— Begin —

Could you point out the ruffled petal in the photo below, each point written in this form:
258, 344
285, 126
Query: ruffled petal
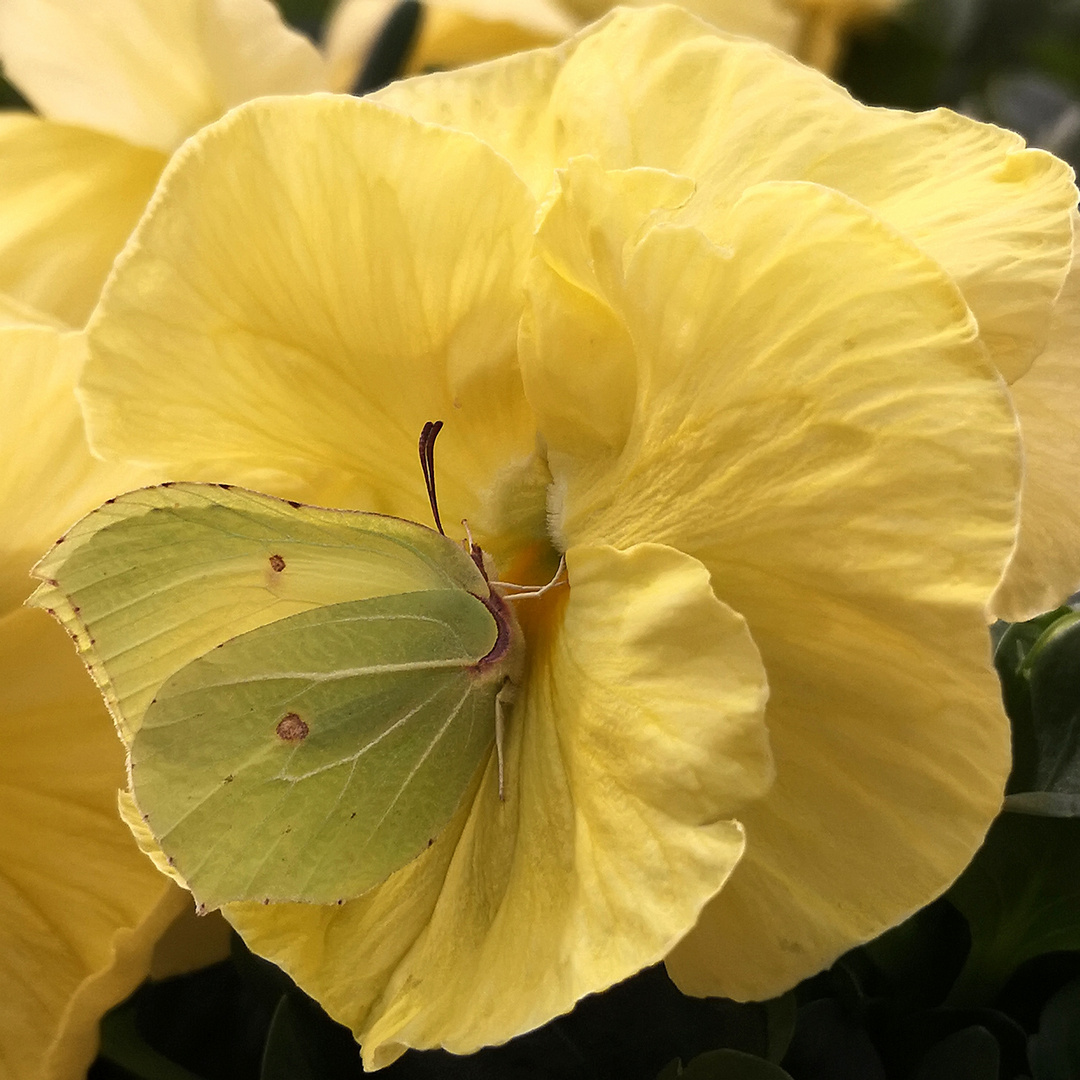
149, 72
660, 89
48, 477
835, 447
1045, 566
572, 343
370, 293
69, 199
637, 737
80, 906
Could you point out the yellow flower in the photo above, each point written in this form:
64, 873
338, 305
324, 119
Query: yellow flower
80, 908
453, 32
119, 84
723, 338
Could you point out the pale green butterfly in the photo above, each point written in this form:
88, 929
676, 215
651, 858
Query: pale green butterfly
306, 693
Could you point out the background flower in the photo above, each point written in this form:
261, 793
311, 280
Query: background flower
118, 85
80, 907
453, 32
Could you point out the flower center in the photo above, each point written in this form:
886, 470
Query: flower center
513, 521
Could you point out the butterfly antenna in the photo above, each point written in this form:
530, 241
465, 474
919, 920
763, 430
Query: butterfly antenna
428, 436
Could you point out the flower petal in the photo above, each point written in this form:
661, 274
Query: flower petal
833, 445
272, 308
48, 477
69, 199
658, 88
80, 906
1045, 566
149, 72
638, 733
572, 345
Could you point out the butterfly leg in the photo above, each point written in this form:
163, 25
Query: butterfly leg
503, 701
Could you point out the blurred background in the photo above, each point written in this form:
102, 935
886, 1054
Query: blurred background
1015, 63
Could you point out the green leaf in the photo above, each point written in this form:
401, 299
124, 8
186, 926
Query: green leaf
1054, 1050
1052, 671
284, 1057
1016, 648
306, 693
123, 1045
731, 1065
969, 1054
781, 1014
1020, 895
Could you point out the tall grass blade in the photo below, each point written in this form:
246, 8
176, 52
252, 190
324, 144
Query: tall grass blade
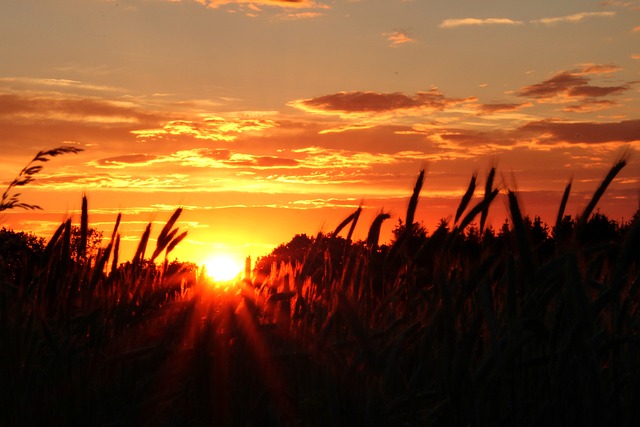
522, 241
482, 206
175, 242
142, 246
488, 191
164, 238
563, 206
351, 218
84, 229
467, 197
116, 250
374, 231
413, 202
615, 169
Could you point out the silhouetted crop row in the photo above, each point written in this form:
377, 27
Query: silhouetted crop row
529, 325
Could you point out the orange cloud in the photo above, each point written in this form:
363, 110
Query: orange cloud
287, 4
398, 38
590, 106
540, 133
370, 103
500, 108
211, 128
552, 131
577, 17
573, 84
453, 23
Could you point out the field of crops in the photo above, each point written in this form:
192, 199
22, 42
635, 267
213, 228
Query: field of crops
466, 326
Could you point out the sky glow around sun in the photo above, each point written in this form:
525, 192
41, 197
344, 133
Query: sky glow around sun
269, 118
223, 268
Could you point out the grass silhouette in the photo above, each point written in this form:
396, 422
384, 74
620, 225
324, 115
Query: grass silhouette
453, 331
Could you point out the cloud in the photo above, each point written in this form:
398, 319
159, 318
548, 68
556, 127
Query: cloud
540, 133
453, 23
370, 103
501, 108
590, 106
211, 128
573, 84
552, 131
576, 17
127, 159
633, 5
254, 5
301, 15
398, 38
71, 109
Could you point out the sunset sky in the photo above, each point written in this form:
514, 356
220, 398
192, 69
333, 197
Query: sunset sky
268, 118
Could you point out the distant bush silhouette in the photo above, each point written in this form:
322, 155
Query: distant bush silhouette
527, 325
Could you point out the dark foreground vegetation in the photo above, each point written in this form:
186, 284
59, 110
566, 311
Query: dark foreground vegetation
524, 326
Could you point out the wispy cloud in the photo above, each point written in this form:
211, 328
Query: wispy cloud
253, 7
211, 128
576, 17
453, 23
573, 84
501, 108
371, 103
397, 38
539, 133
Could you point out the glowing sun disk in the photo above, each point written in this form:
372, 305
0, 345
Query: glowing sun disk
222, 268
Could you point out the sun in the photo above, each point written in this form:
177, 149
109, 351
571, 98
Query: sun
223, 268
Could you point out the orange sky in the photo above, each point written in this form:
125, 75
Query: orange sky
268, 118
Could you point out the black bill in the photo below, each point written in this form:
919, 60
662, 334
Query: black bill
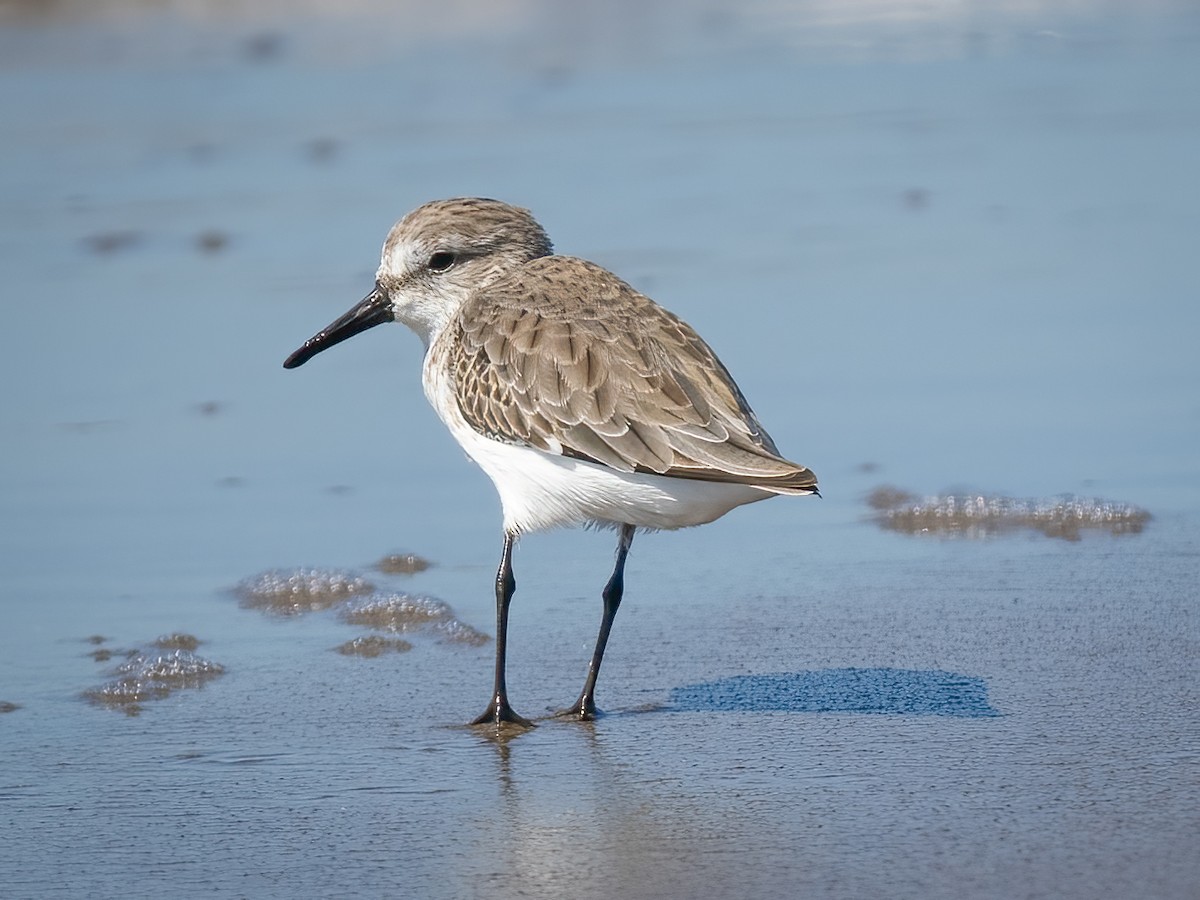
373, 310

— End —

Repeat the listing above exactly, with no pictures.

Could you point out the ruffled petal in the photo below, each point written in this form:
258, 344
285, 126
Query: ruffled petal
149, 72
660, 89
48, 477
835, 447
1045, 566
572, 343
370, 293
69, 199
637, 737
80, 906
Could you point out the yellow flower in the photo above, each point written in this form:
64, 873
338, 305
324, 119
Query: yellow flower
80, 908
453, 32
119, 84
723, 338
Could you point out the pale green butterfly in the photo above, each point written in this form:
88, 929
676, 215
651, 858
Query: pale green butterfly
306, 693
Could you point out the background flower in the photo above, each point written in this form:
261, 793
311, 280
Query: background flower
118, 85
80, 907
453, 32
Could you point out the flower center in the photo above, each point written in this form:
886, 470
Query: flower center
513, 521
Could you point out the butterfly antenna in the photo above, each point written in this form:
530, 241
465, 474
919, 920
763, 430
Query: butterfly antenna
428, 436
Could you point out the flower petal in the photo above, each point written in this form:
661, 274
Query: flower petal
833, 445
272, 308
48, 477
69, 199
658, 88
80, 906
1045, 566
149, 72
638, 733
572, 345
Could you point out the butterfly leg in the photo above, each point written in this form:
163, 25
Query: butterfly leg
503, 701
Could you point out the blurred background in the photo above, each point written in this form:
102, 935
886, 1054
Query: blurred background
1015, 63
Could you point out the green leaf in the photo above, each point written in this form:
401, 299
124, 8
186, 926
Query: green leaf
1054, 1050
1052, 671
284, 1057
1016, 648
306, 693
123, 1045
731, 1065
969, 1054
781, 1014
1020, 895
Could you point out the tall grass blade in the photo below, each point written in this form:
246, 8
176, 52
252, 190
324, 144
Query: tall grass blade
522, 241
482, 206
175, 242
142, 246
488, 191
164, 238
563, 206
351, 218
84, 229
467, 197
116, 250
374, 231
413, 202
615, 169
Could you point out the silhouetted crop row in the photo above, each point written in this form:
377, 27
Query: silhouetted crop row
529, 325
Could you point out the orange cloud in the photo above, each point written in this form:
363, 110
Query: orange cloud
287, 4
398, 38
590, 106
540, 133
370, 103
500, 108
211, 128
552, 131
577, 17
573, 84
453, 23
Could you point out the field of crops in the photo above, each point written in this form:
192, 199
22, 42
635, 267
213, 228
Query: field of crops
466, 326
Could you point out the sky glow around sun in the photo above, each point written in this form:
525, 192
41, 197
344, 133
Query: sky glow around sun
269, 118
223, 268
Could you point out the grass silhouette in the photo above, each point written in this form:
396, 422
384, 74
620, 225
324, 115
Query: grass silhouette
453, 331
Could you point out the cloud in the photo above, each point written in this form:
398, 319
159, 318
548, 68
556, 127
Query: cloud
540, 133
453, 23
370, 103
501, 108
590, 106
211, 128
573, 84
552, 131
576, 17
127, 159
633, 5
254, 5
301, 15
398, 38
71, 109
Could you point out the sunset sky in the photo above, each point written in this form:
514, 356
220, 398
192, 69
333, 197
Query: sunset sky
268, 118
Could you point out the distant bush silhouette in the photo above, each point written in this form:
322, 155
Query: distant bush silhouette
527, 325
Could you point out the dark foreground vegetation in the photo above, each point written in this form:
186, 284
59, 110
566, 311
Query: dark foreground vegetation
524, 326
Could you point out the wispy cloud in the photo above, each point written in this form:
211, 328
Query: wispy cloud
253, 7
211, 128
576, 17
453, 23
573, 84
501, 108
371, 103
397, 38
539, 133
Could you point out the glowing sun disk in the photo above, each point written in this form:
372, 305
0, 345
Query: glowing sun disk
222, 268
Could you point out the sun in the photo above, each point written in this form:
177, 149
109, 351
571, 98
Query: sun
223, 268
Could you point out the orange sky in the photo above, each point written in this form:
125, 75
Query: orange sky
268, 118
Could you point out the black bill in the photo below, each point written in this form:
919, 60
662, 334
Query: black bill
373, 310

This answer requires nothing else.